**Document**
+ + +
Developer Guide

  • 2021.3
  • 11/18/2021
  • Public

When to Use the Data Streams Optimizer

Intel provides a tuning strategy to meet real-time application requirements. Tuning is divided into the following categories:
  • System software tuning
  • Power management tuning
  • Intel® TCC features tuning
  • Fabric tuning
Different types of tuning have different effects on latency, where
is the duration of time between two events and can mean any type of latency: I/O latency, buffer access latency, and the sum of these and others — network packet in to network packet out (cycle time). Use cases with more relaxed requirements need less tuning to meet their latency requirements, while use cases with stricter requirements necessitate substantial effort in tuning. The following diagram illustrates how different tuning categories help decrease the worst-case latency.
When tuning the platform, address higher-impact tuning first (system software tuning), then work down to lower-impact tuning until the requirements are satisfied. Types of tuning that are further to the right on the diagram are more complex and incur higher penalties to concurrent workloads than those on the left. However, they may unlock the best possible real-time performance when enabled and used in combination with the other types of tuning.
System software, such as the OS and drivers, has the highest impact on real-time performance. System software tuning is described in the Real-Time Tuning Guide, and is not configured by the data streams optimizer.
It is advisable to try Intel-provided system software comprised of the board support package (BSP) with real-time optimizations and reference BIOS with Intel® TCC Mode first. This “out of the box” tuning configuration can meet a certain level of real-time performance and provides baseline tuning of the top three categories: system software tuning, power management tuning, and Intel® TCC features tuning. If the Intel-provided system software doesn’t meet your needs, move to the more advanced level of tuning possible with the data streams optimizer, which provides a finer granularity of tuning and affects power management tuning, Intel® TCC features tuning, and is the only way to access fabric tuning.
+ + +
**Dataset rows**
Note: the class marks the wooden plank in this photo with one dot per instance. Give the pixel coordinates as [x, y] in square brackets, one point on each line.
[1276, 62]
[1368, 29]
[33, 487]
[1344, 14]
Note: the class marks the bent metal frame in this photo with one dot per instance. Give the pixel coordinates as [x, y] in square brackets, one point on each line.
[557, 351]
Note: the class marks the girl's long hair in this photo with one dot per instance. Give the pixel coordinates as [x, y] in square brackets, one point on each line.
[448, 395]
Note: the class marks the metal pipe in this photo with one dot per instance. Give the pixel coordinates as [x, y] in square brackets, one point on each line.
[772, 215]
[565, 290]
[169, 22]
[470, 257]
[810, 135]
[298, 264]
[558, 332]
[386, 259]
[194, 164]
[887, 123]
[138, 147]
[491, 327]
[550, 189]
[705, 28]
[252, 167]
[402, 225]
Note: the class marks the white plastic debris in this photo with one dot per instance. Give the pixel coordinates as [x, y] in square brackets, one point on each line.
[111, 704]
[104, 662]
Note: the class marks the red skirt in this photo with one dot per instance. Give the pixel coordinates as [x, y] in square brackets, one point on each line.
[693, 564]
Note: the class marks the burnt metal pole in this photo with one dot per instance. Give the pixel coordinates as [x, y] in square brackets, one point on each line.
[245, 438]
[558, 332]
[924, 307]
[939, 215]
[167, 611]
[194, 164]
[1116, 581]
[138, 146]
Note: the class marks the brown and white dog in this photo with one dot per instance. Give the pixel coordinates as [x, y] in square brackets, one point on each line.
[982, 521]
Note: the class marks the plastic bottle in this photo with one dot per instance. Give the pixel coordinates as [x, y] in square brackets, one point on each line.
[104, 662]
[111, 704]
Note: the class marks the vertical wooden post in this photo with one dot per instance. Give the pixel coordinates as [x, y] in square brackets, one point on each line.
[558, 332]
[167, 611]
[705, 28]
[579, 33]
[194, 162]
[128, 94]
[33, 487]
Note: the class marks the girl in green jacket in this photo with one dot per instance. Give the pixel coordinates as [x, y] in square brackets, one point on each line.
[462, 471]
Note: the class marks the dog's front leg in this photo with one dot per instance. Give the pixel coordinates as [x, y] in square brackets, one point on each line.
+ + +
**Instruction**
Reproduce the data streams optimizer guide above word for word, in full.

**Result**
Developer Guide

  • 2021.3
  • 11/18/2021
  • Public

When to Use the Data Streams Optimizer

Intel provides a tuning strategy to meet real-time application requirements. Tuning is divided into the following categories:
  • System software tuning
  • Power management tuning
  • Intel® TCC features tuning
  • Fabric tuning
Different types of tuning have different effects on latency, where
is the duration of time between two events and can mean any type of latency: I/O latency, buffer access latency, and the sum of these and others — network packet in to network packet out (cycle time). Use cases with more relaxed requirements need less tuning to meet their latency requirements, while use cases with stricter requirements necessitate substantial effort in tuning. The following diagram illustrates how different tuning categories help decrease the worst-case latency.
When tuning the platform, address higher-impact tuning first (system software tuning), then work down to lower-impact tuning until the requirements are satisfied. Types of tuning that are further to the right on the diagram are more complex and incur higher penalties to concurrent workloads than those on the left. However, they may unlock the best possible real-time performance when enabled and used in combination with the other types of tuning.
System software, such as the OS and drivers, has the highest impact on real-time performance. System software tuning is described in the Real-Time Tuning Guide, and is not configured by the data streams optimizer.
It is advisable to try Intel-provided system software comprised of the board support package (BSP) with real-time optimizations and reference BIOS with Intel® TCC Mode first. This “out of the box” tuning configuration can meet a certain level of real-time performance and provides baseline tuning of the top three categories: system software tuning, power management tuning, and Intel® TCC features tuning. If the Intel-provided system software doesn’t meet your needs, move to the more advanced level of tuning possible with the data streams optimizer, which provides a finer granularity of tuning and affects power management tuning, Intel® TCC features tuning, and is the only way to access fabric tuning.